= EXERCISE =
Copy the records below line for line, without changing anything, and leave the pictures out of your copy.

= DATA PROVIDED =
+ + + + + + +

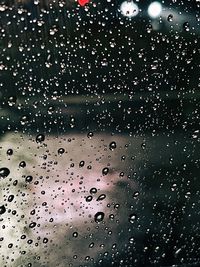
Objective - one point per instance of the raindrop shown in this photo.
(112, 145)
(136, 194)
(12, 101)
(29, 178)
(170, 18)
(101, 197)
(186, 26)
(32, 225)
(61, 151)
(105, 171)
(99, 216)
(40, 138)
(90, 135)
(45, 240)
(91, 245)
(82, 163)
(22, 164)
(75, 234)
(9, 152)
(4, 172)
(93, 190)
(89, 198)
(132, 218)
(2, 209)
(10, 198)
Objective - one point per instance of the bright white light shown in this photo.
(129, 9)
(154, 9)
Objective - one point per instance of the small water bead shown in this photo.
(89, 198)
(9, 152)
(170, 18)
(12, 101)
(112, 145)
(10, 198)
(45, 240)
(132, 218)
(186, 26)
(75, 234)
(90, 135)
(136, 194)
(93, 190)
(4, 172)
(29, 178)
(101, 197)
(61, 151)
(32, 225)
(40, 138)
(2, 209)
(99, 216)
(22, 164)
(105, 171)
(91, 245)
(82, 163)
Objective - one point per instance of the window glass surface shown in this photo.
(99, 133)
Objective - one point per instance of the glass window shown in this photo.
(99, 133)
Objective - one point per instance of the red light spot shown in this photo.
(83, 2)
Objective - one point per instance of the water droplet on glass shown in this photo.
(12, 101)
(61, 151)
(93, 190)
(136, 194)
(89, 198)
(32, 225)
(10, 198)
(132, 218)
(99, 216)
(29, 178)
(2, 209)
(112, 145)
(9, 152)
(82, 163)
(186, 26)
(4, 172)
(90, 135)
(101, 197)
(170, 18)
(105, 171)
(45, 240)
(40, 138)
(22, 164)
(75, 234)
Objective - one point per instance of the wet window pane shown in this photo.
(99, 133)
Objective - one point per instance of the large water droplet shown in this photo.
(90, 135)
(61, 151)
(93, 190)
(10, 198)
(4, 172)
(2, 209)
(40, 138)
(32, 225)
(101, 197)
(170, 18)
(89, 198)
(9, 152)
(105, 171)
(99, 216)
(29, 178)
(132, 218)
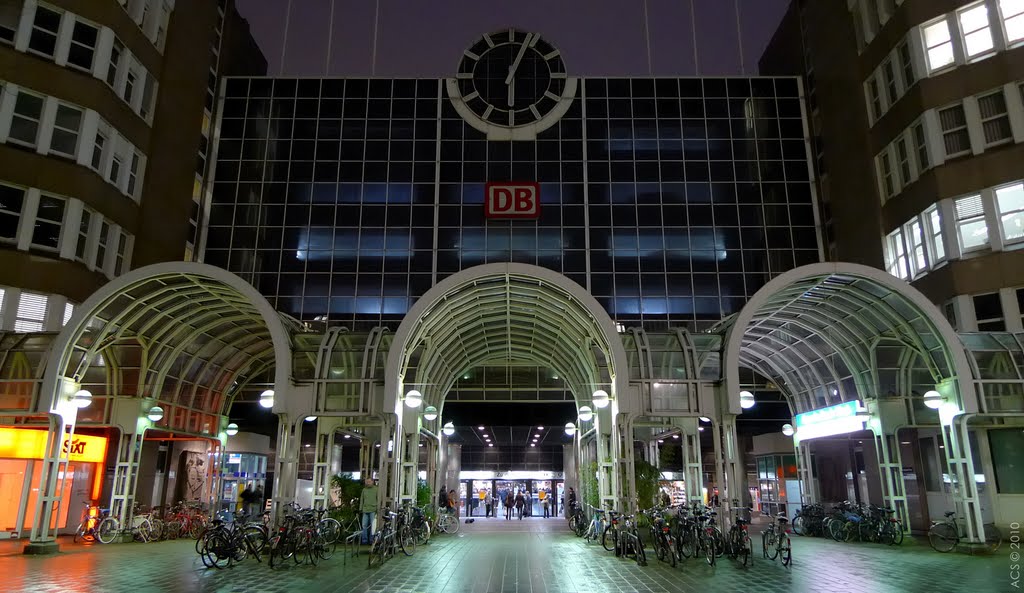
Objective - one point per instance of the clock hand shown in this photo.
(518, 58)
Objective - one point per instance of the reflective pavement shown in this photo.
(494, 555)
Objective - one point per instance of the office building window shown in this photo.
(11, 201)
(1013, 19)
(873, 97)
(977, 36)
(934, 221)
(971, 222)
(903, 157)
(83, 45)
(81, 248)
(916, 243)
(97, 151)
(10, 14)
(25, 125)
(938, 45)
(104, 230)
(889, 75)
(119, 262)
(117, 53)
(49, 219)
(66, 130)
(994, 120)
(1011, 204)
(888, 179)
(31, 312)
(896, 254)
(44, 32)
(921, 145)
(906, 65)
(988, 312)
(954, 134)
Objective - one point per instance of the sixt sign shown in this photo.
(513, 200)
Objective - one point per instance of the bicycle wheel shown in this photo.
(408, 541)
(376, 557)
(608, 539)
(768, 545)
(709, 549)
(993, 537)
(108, 530)
(330, 528)
(641, 555)
(897, 533)
(943, 537)
(784, 549)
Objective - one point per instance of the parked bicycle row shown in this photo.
(848, 521)
(180, 520)
(679, 533)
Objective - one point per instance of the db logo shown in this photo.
(520, 200)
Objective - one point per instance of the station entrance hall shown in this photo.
(603, 300)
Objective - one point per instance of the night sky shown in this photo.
(425, 38)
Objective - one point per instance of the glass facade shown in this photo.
(672, 201)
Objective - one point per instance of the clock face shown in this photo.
(512, 79)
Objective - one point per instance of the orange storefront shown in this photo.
(22, 452)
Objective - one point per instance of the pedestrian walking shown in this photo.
(368, 506)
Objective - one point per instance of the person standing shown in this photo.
(368, 505)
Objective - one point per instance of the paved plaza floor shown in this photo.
(493, 555)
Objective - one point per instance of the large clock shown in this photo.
(512, 85)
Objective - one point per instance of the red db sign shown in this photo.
(521, 200)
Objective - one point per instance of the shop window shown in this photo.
(31, 312)
(994, 120)
(938, 45)
(25, 124)
(974, 25)
(971, 222)
(66, 130)
(1013, 19)
(83, 45)
(44, 32)
(11, 201)
(1011, 204)
(988, 312)
(10, 14)
(954, 134)
(1007, 446)
(934, 221)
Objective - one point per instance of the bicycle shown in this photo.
(944, 536)
(99, 526)
(737, 541)
(384, 545)
(775, 541)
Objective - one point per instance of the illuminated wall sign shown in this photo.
(519, 200)
(27, 443)
(840, 419)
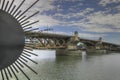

+ + + + + + +

= ANSWER TO THE TASK =
Objective - one point per instance of the raindrop shown in this photo.
(112, 145)
(136, 194)
(12, 101)
(29, 178)
(170, 18)
(101, 197)
(186, 26)
(32, 225)
(61, 151)
(105, 171)
(99, 216)
(40, 138)
(90, 135)
(45, 240)
(91, 245)
(82, 163)
(22, 164)
(75, 234)
(9, 152)
(4, 172)
(93, 190)
(89, 198)
(132, 218)
(2, 209)
(10, 198)
Objective - one point per instance of the bright white light shown in this photo.
(129, 9)
(154, 9)
Objective - one point per instance of the small water bead shown in this photo.
(89, 198)
(9, 152)
(170, 18)
(12, 101)
(112, 145)
(10, 198)
(45, 240)
(132, 218)
(186, 26)
(75, 234)
(90, 135)
(136, 194)
(93, 190)
(4, 172)
(29, 178)
(101, 197)
(61, 151)
(32, 225)
(40, 138)
(2, 209)
(99, 216)
(22, 164)
(105, 171)
(91, 245)
(82, 163)
Objective - one point per instance of the window glass surface shown in this photo.
(99, 133)
Objective - one point per instance of the glass window shown in this photo.
(99, 133)
Objective - one point per instance of the red light spot shown in this photo.
(83, 2)
Objective - one point per instance of the water droplet on glass shown in this photo.
(12, 101)
(61, 151)
(93, 190)
(136, 194)
(89, 198)
(32, 225)
(10, 198)
(132, 218)
(99, 216)
(29, 178)
(2, 209)
(112, 145)
(9, 152)
(82, 163)
(186, 26)
(4, 172)
(90, 135)
(101, 197)
(170, 18)
(105, 171)
(45, 240)
(40, 138)
(22, 164)
(75, 234)
Objective - one point per instance of the wet window pane shown in this photo.
(99, 133)
Objective - one point per instance of the large water droplet shown in this photo.
(90, 135)
(61, 151)
(93, 190)
(10, 198)
(4, 172)
(2, 209)
(40, 138)
(32, 225)
(101, 197)
(170, 18)
(89, 198)
(9, 152)
(105, 171)
(99, 216)
(29, 178)
(132, 218)
Objective - one point per instance of the clock hand shown in this photo.
(518, 58)
Objective - one point per instance of the reflective pavement shown in this photo.
(494, 555)
Objective - one point per instance of the office building window shown in this photo.
(11, 201)
(1013, 19)
(873, 97)
(977, 36)
(934, 221)
(971, 222)
(903, 157)
(83, 45)
(81, 248)
(916, 243)
(97, 151)
(10, 14)
(25, 125)
(938, 45)
(104, 230)
(889, 75)
(119, 262)
(117, 53)
(49, 219)
(66, 130)
(994, 120)
(1011, 204)
(888, 179)
(31, 312)
(896, 254)
(44, 32)
(921, 145)
(906, 65)
(988, 312)
(954, 134)
Objective - one point per instance of the sixt sign shown in this photo.
(513, 200)
Objective - one point per instance of the bicycle wheel shown in this photo.
(408, 541)
(376, 557)
(608, 539)
(768, 545)
(709, 549)
(993, 537)
(108, 530)
(330, 528)
(641, 555)
(897, 533)
(943, 537)
(784, 549)
Objective - one point per instance of the parked bicycle row shown in this photo.
(848, 521)
(180, 520)
(679, 533)
Objective - one point per instance of the db logo shown in this photo.
(520, 200)
Objective - one point per instance of the station entrance hall shown in this photo.
(603, 300)
Objective - one point per instance of the night sky shown in this photo.
(425, 38)
Objective - one point per instance of the glass facade shown in this photo.
(672, 201)
Objective - one point per instance of the clock face shown in this photo.
(512, 79)
Objective - one point per instance of the orange storefront shown in this photo.
(22, 452)
Objective - one point per instance of the pedestrian walking shown in this photo.
(368, 506)
Objective - one point per instance of the person standing shown in this photo.
(368, 505)
Objective - one point per instance of the paved plaza floor shown in this photo.
(493, 555)
Objective - one point per instance of the large clock shown in this photo.
(512, 85)
Objective - one point per instance of the red db sign shown in this photo.
(521, 200)
Objective - one point per instance of the shop window shown in this photo.
(31, 312)
(994, 120)
(938, 45)
(25, 124)
(974, 25)
(971, 222)
(66, 130)
(1013, 19)
(83, 45)
(44, 32)
(11, 201)
(1011, 204)
(988, 312)
(10, 14)
(954, 134)
(1007, 446)
(934, 221)
Objective - one point per instance of the bicycle shown in this photo.
(944, 536)
(99, 526)
(737, 541)
(384, 545)
(775, 541)
Objective - one point per instance of the illuminated wall sign shown in this photo.
(519, 200)
(27, 443)
(840, 419)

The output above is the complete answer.